[Excerpted text start]
Facebook was last night accused of arrogant complacency in the face of soaring numbers of complaints about online paedophiles.

Child protection teams say cases involving bullies and sexual predators have trebled on the networking site this year.
Jim Gamble, of the Child Exploitation and Online Protection Centre, said: 'Is Facebook so arrogant that it does not matter what the collective child protection community think? Social networking websites need to make some decisions
'Do you want to be a chosen site for rapists and murderers?'

The site has already snubbed a request to add a 'panic button' for children to alert police and child protection staff to paedophiles.
Other sites such as Bebo and MSN have adopted the 'Click-CEOP' button but Facebook has agreed to put it only on a separate reporting area and not on every page.
Mr Gamble, a former deputy director of the National Crime Squad, said Facebook had never reported any suspicious or inappropriate behaviour to a UK police force.
[Excerpted text end]
[Record extracts start]
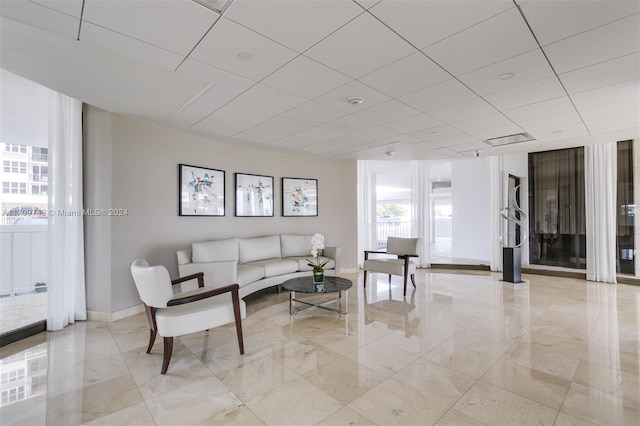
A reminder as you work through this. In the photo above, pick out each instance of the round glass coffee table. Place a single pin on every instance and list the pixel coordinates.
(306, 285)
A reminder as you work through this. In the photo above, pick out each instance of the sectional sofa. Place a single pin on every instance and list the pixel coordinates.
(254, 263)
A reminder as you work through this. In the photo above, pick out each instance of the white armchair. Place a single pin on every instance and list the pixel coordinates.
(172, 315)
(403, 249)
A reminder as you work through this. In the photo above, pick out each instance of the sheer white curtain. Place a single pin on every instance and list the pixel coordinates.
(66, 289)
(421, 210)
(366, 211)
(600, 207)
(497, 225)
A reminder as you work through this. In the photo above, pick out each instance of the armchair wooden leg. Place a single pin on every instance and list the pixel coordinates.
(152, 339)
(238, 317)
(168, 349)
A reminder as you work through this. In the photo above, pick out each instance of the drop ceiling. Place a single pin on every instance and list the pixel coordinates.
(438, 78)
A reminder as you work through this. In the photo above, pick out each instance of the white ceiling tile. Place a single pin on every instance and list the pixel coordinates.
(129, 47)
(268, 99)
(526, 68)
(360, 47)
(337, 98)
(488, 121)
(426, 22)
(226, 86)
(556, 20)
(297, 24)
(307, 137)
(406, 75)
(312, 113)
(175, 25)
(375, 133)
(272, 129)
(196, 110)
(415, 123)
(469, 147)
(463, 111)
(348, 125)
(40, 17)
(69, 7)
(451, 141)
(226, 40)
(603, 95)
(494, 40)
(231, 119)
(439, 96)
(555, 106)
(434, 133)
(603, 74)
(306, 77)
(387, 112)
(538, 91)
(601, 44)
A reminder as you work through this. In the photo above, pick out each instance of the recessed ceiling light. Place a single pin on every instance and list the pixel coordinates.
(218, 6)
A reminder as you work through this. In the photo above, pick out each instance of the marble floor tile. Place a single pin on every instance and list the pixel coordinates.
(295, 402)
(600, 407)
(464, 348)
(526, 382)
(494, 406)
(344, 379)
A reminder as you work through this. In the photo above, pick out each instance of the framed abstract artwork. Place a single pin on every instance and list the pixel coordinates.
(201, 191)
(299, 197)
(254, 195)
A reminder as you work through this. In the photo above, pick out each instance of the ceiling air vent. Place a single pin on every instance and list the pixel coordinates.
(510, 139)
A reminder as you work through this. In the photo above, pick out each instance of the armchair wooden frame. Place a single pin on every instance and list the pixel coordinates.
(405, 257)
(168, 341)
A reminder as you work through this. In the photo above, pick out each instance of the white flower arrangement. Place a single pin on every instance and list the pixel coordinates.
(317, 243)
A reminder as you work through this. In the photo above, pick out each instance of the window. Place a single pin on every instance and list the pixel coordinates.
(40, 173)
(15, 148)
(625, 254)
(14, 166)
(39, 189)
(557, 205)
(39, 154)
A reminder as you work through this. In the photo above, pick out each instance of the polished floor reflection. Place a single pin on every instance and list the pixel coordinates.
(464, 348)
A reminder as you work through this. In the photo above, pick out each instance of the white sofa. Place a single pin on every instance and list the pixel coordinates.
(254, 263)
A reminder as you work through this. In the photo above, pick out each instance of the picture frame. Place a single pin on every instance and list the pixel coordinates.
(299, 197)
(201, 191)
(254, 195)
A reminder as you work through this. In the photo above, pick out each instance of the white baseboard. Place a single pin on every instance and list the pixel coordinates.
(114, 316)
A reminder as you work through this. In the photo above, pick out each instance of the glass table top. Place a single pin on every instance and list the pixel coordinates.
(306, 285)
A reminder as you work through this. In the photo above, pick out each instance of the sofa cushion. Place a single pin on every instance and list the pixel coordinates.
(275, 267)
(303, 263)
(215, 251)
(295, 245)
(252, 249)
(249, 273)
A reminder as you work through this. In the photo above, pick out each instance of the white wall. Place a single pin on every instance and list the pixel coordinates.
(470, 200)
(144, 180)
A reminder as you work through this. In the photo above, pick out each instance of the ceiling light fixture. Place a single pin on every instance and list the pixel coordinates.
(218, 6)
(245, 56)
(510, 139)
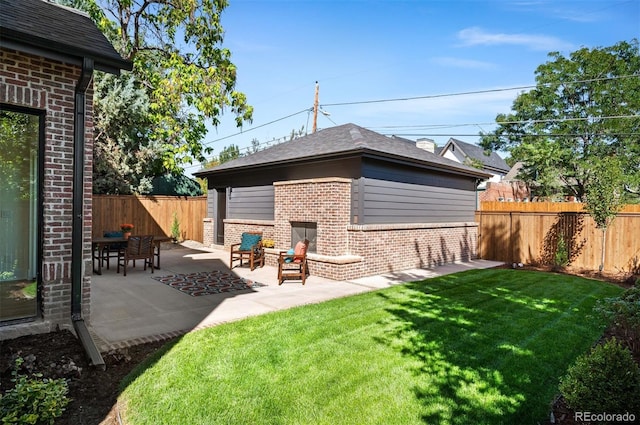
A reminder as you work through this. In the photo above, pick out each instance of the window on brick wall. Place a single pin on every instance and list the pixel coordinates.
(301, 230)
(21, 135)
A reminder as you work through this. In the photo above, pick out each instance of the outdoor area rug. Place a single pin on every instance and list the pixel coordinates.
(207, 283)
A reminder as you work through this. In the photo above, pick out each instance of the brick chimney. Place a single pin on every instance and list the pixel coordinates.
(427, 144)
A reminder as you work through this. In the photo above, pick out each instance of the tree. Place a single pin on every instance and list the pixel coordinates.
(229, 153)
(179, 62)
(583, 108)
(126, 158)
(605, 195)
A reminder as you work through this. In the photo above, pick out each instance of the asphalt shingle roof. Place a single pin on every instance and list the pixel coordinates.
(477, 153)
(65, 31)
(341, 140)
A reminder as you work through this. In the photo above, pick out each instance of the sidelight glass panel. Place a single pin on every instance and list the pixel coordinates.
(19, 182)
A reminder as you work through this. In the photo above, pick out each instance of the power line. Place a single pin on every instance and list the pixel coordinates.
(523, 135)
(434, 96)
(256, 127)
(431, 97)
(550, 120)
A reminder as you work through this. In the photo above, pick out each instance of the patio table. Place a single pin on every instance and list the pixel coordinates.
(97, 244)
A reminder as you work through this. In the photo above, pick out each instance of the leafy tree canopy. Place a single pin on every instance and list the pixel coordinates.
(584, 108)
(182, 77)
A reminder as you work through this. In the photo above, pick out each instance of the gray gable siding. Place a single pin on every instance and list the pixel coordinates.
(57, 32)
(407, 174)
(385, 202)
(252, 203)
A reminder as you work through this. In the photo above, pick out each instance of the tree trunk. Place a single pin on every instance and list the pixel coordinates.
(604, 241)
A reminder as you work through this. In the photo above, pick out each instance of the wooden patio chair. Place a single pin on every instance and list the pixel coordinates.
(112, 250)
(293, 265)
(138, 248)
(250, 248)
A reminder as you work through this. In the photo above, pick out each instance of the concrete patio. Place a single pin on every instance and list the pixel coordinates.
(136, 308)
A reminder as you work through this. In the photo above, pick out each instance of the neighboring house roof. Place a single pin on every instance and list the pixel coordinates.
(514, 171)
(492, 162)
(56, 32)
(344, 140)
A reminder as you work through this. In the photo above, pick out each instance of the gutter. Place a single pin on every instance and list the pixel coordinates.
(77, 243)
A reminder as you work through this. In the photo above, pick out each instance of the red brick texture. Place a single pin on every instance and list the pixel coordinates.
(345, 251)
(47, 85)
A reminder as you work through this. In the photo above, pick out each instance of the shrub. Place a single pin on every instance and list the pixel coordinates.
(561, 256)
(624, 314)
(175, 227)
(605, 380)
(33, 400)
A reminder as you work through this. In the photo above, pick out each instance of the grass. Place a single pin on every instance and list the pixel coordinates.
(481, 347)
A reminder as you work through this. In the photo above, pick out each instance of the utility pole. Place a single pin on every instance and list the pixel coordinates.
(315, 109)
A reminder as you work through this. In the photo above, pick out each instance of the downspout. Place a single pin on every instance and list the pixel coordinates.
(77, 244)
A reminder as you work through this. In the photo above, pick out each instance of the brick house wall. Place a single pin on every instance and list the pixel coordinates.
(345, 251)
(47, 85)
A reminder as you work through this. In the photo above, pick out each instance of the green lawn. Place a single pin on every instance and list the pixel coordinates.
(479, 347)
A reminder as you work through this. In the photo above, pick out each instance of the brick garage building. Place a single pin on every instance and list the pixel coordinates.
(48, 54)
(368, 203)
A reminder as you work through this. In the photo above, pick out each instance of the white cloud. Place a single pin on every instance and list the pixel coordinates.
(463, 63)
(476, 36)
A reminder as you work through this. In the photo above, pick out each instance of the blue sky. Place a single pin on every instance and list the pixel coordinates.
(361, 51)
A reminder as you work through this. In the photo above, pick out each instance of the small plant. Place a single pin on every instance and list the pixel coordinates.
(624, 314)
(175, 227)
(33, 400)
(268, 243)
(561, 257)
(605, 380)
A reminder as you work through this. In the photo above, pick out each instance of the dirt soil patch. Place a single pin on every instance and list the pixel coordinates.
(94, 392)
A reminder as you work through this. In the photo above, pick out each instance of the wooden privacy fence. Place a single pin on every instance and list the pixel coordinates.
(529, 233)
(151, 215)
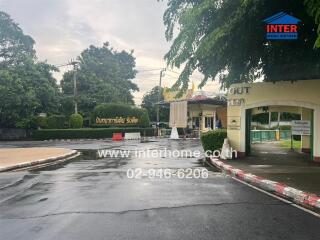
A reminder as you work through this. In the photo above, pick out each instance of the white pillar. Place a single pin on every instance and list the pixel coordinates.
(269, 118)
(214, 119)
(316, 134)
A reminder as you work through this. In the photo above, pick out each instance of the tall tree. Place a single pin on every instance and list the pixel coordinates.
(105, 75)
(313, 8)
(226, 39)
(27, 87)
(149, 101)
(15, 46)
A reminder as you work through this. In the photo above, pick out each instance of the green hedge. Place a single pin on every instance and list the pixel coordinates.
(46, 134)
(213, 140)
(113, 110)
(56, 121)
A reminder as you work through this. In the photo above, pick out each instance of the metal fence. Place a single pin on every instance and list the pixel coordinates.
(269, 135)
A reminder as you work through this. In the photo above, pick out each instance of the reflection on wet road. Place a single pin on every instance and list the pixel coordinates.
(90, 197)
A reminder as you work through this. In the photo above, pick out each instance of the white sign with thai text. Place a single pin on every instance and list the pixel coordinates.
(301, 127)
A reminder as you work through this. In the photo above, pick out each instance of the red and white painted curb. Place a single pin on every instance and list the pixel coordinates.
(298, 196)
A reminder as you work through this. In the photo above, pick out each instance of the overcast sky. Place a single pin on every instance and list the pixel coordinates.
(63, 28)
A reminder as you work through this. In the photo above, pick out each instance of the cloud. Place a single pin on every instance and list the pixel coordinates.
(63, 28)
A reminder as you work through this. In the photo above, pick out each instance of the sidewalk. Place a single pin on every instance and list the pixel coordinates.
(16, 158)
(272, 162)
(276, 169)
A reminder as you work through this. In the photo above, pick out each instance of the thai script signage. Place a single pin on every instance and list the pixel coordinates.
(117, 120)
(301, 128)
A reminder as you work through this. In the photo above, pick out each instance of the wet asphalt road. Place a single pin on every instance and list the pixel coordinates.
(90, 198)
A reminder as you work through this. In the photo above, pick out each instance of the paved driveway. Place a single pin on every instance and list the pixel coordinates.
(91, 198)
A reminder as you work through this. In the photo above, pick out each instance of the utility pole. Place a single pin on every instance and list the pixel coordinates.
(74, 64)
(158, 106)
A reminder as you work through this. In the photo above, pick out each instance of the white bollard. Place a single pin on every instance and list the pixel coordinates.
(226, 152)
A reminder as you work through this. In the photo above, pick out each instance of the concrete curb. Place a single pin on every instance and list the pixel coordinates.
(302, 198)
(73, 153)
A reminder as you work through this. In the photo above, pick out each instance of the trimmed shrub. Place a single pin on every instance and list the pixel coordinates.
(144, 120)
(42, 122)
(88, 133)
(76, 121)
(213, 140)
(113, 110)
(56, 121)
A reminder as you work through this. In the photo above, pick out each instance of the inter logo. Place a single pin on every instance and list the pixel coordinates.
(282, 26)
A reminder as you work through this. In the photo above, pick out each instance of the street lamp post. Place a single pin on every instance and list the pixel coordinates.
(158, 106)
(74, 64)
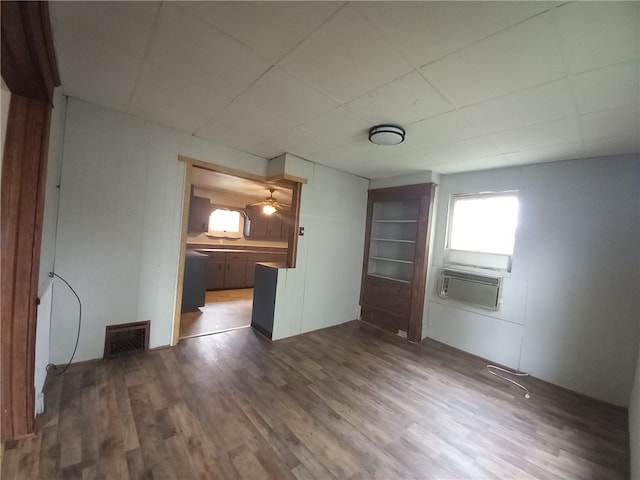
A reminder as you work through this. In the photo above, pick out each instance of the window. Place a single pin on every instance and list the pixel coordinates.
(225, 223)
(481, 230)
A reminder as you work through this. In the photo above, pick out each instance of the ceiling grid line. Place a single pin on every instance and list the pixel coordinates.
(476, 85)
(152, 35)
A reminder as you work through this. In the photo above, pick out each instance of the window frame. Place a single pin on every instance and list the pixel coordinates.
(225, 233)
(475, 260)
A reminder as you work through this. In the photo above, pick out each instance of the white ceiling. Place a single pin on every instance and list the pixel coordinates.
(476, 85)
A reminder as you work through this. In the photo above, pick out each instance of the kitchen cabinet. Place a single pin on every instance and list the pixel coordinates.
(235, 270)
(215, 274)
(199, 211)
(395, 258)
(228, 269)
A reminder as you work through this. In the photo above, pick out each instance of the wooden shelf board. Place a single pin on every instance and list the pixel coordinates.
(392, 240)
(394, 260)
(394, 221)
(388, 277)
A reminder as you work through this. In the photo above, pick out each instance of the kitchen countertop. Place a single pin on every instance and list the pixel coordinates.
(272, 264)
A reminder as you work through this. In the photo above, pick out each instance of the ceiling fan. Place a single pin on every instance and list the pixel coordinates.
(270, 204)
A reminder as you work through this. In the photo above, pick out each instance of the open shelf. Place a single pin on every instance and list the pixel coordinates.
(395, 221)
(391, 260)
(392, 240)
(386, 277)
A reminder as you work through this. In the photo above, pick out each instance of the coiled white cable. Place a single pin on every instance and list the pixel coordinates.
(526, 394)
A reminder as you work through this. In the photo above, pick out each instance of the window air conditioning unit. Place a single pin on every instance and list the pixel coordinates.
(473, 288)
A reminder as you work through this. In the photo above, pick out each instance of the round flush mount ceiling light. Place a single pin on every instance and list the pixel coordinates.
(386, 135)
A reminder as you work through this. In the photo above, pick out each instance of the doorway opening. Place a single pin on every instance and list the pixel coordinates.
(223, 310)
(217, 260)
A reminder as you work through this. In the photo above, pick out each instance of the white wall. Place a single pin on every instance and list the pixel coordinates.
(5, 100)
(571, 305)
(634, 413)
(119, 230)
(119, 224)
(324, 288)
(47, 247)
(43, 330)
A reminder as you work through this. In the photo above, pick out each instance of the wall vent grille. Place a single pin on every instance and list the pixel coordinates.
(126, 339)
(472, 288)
[Record extracts end]
■ Problem statement:
List every website mentioned by name in the excerpted text about Facebook and child protection.

■ Response to the task:
Facebook, Bebo, MSN